## WORK TO COMPLETE
a. In the mucocele surgery text, from where may a bone or cartilage graft be taken?
b. State whether each statement agrees with the mucocele surgery text, answering yes or no and quoting the deciding words: (i) The operation is done under local anesthetic. (ii) The mucocele has pushed the left eyeball downward and outward toward the ear. (iii) The procedure is expected to improve eyesight in the left eye.
c. Extend the mucocele surgery text beyond its final sentence.

## TEXT SECTION
________
BICORONAL BIFRONTAL OSTEOPLASTIC APPROACH
RESECTION OF FRONTAL / ETHMOIDAL / ORBITALMUCOCELE
DESCRIPTION AND PURPOSE OF THE OPERATION
You have a large cyst (mucocele) that has destroyed the bone of the frontal sinus and extended posteriorly to compress the brain. Inferiorly, it has destroyed the left ethmoid sinus and reached the nose. In addition, it has extended into the left orbit and pushed the left eyeball downward and outward toward the ear. The purpose of the operation is to remove this mucocele and reconstruct the left orbit. A barrier will also be created to prevent the brain from herniating into the nose or into the eye.
The operation is done under general anesthetic. The hair is cut or shaved in the appropriate spot. A cut is made from one temple in front of the ear, curving upwards to the crown of the head and down to the opposite temple. The skin and muscle of the scalp are moved downwards and a piece of the skull bone is removed to open the frontal sinus. The mucocele (cyst ) will be removed from the frontal sinus from the left ethmoid sinus and from the left orbit where it has displaced the left eye downward and to the side. The cyst which has already destroyed the back wall of the frontal sinus and displaced the frontal lobe of the brain backward will then be peeled off the covering of the brain (dura). The floor of the anterior cranial fossa and the roof of the left orbit will then be reconstructed with titanium plates / mesh and bone cement. A bone or cartilage graft may be taken from the nasal septum and placed in the roof of the orbit to separate the eye from the pulsating brain. The brain covering is then closed, the bone is replaced and held in place with metallic plates. The skin and muscle are then closed with stitches and/ or staples. If needed, we may also remove fat from the abdomen to fill the frontal sinus. This procedure will not improve eyesight in the left eye which already has decreased vision.
________
## EXCERPTED RECORDS
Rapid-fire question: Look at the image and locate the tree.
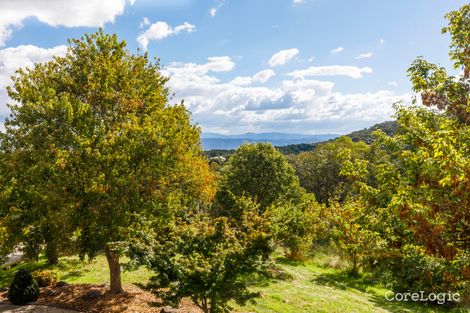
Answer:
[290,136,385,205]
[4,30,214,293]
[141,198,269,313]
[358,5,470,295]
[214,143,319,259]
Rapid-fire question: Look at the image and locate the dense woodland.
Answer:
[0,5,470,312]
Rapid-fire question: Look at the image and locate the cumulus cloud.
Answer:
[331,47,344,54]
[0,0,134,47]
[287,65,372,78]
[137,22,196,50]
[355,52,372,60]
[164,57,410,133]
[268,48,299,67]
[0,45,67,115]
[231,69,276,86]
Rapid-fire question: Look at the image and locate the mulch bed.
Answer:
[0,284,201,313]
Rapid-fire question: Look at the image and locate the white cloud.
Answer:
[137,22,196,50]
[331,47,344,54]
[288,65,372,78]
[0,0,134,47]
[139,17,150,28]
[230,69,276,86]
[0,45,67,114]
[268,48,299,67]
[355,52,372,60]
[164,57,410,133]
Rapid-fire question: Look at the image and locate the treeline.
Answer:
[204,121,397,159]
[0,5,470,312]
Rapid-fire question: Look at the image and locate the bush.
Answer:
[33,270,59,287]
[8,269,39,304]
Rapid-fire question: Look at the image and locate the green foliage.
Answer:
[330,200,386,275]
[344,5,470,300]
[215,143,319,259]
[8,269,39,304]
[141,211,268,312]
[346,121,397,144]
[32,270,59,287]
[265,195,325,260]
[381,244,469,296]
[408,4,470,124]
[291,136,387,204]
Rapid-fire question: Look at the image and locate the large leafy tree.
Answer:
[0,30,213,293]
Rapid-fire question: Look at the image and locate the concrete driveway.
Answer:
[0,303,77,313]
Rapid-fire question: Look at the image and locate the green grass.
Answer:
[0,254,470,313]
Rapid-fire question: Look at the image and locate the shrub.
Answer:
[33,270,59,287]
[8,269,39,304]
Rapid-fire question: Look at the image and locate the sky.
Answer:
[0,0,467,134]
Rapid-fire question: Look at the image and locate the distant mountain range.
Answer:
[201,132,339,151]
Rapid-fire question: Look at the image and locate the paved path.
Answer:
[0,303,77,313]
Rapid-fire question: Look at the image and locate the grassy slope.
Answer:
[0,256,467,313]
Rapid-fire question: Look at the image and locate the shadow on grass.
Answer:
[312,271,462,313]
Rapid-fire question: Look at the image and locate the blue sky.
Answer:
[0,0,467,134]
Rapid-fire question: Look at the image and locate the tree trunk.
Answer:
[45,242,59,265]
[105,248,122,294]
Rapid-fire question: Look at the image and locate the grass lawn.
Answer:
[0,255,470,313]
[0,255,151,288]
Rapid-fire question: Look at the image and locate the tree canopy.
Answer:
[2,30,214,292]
________
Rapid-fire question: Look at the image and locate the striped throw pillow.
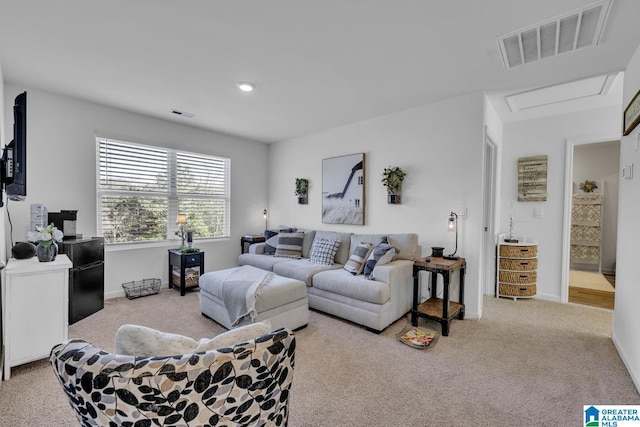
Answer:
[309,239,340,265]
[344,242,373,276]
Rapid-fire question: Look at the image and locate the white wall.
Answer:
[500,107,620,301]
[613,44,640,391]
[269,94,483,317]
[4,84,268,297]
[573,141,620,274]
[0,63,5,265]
________
## ANSWERS TO THE TASKS
a. From the nasal septum.

b.
(i) No: "The operation is done under general anesthetic."
(ii) Yes: "pushed the left eyeball downward and outward toward the ear"
(iii) No: "This procedure will not improve eyesight in the left eye which already has decreased vision."

c.
General Risks of Any Prolonged Surgical Procedure Under General Anesthesia:
(a) Small areas of the lungs may collapse, increasing the risk of chest infection. This
may need antibiotics and physiotherapy.
(b) Clots in the legs (deep vein thrombosis) with pain and swelling. Rarely part of this
clot may break off and go to the lungs which can be fatal.
(c) A heart attack because of strain on theheart or a stroke.
Complications of Anterior Skull Base, Frontal Sinus and Cranial Surgery
(a)Bleeding which may require transfusion. (b)Cerebrospinal fluid leak (CSF) leak into the nose which may require another procedure to stop it. (c)Infection or Meningitis. (d)Nosebleed from the donor site of the bone graft. (e)Scar formation, keloid formation and loss of hair around the scar. (f)Loss of sensation in the skin of the forehead and scalp.
I have been given an opportunity to ask questions about my condition, alternative forms of treatment, risks of no treatment, the procedures to be used, and the risks and hazards involved, and I have sufficient information to give this informed consent. I certify this form has been fully explained to me, and I understand its contents. I understand every effort will be made to provide a positive outcome, but there are no guarantees.